Przypuszczam, że na planie też różnie bywa.
- Są sytuacje na sesjach, gdzie od modelek wymaga się dużego poświęcenia. Jeden taki plan zdjęciowy wspominam do dziś. Była to sesja dla tureckiego magazynu, którą robiliśmy w Turcji przy prawie 40-stopniowym upale na dachu. Pozowałam wtedy w lnianych płaszczach i futrach. Czułam się jak prażynka (śmiech). Nie pomagały wiatraczki, a skrapianie czy obcieranie wodą przynosiło jedynie chwilową ulgę. Czasami robiło mi się słabo, ale musiałam przez cały czas pracować - wyglądać nienagannie i ładnie pozować przez kilka dobrych godzin. Natomiast ostatnio na planie teledysku musiałam odegrać scenę tańca z „Dirty Dancing”. Mieliśmy tyle prób tego słynnego podnoszenia, że cekinowa sukienka, w którą byłam ubrana, do krwi zdarła mi skórę na biodrach.
Pracujesz w tym zawodzie prawie od dekady. Czy Twoje podejście do modelingu zmieniało się na przestrzeni tych lat?
- Tak. Na początku kariery byłam zachwycona nową sytuacją i cieszyłam się z każdej sesji. Zgadzałam się wtedy na rzeczy, na które teraz bym się nie zgodziła, jak np. zostanie na planie godzinę dłużej za darmo. Z czasem nabrałam pewnej asertywności i nauczyłam się wyznaczać granice, szanując swój czas oraz zdrowie psychiczne i fizyczne. Potrafię odmówić danego zlecenia, nie zgodzić się na daną stawkę, powiedzieć, czego oczekuję.
Obecnie jesteś związana z jakąś agencją?
- Nie, na razie jestem wolnym strzelcem. Zdarzają mi się współprace z agencjami, ale z żadną z nich nie mam wyłączności. Agencje są dobre na początku kariery, bo dbają o rozwój portfolio, poznawanie klientów i wysyłają dziewczyny na bezpieczne i sprawdzone sesje. Troszczą się o swoje modelki. Sama tak funkcjonowałam, ale w pewnym momencie agencja stała się dla mnie zbędna.
Organizujesz też własne, autorskie sesje zdjęciowe.
- Wymyślam koncept, a później znajduję fotografa, makijażystkę i stylistkę. Zdarza się też, że sama stylizuję sesję. Wszyscy poświęcamy się w stu procentach, a naszym wynagrodzeniem są publikacje fotografii na łamach różnych magazynów. To taka nasza reklama. Jednym z takich moich autorskich projektów była sesja kowbojska, którą zrobiliśmy na Przymiarkach koło Iwonicza-Zdroju. Jedno zdjęcie trafiło na okładkę magazynu modowego Marika. Sama zorganizowałam również kampanię dla marki Nutridome.
Czy masz jeszcze czas na jakieś inne pasje?

- WYCIĄG DANYCH -
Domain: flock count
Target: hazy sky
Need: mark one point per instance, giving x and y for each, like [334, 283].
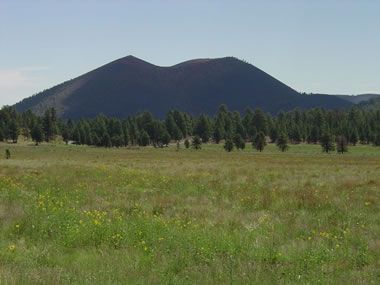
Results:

- CO TRZEBA ZROBIĆ -
Gdzie według tekstu powstała autorska sesja kowbojska?

- ROZWIĄZANIE ZADANIA -
Na Przymiarkach koło Iwonicza-Zdroju.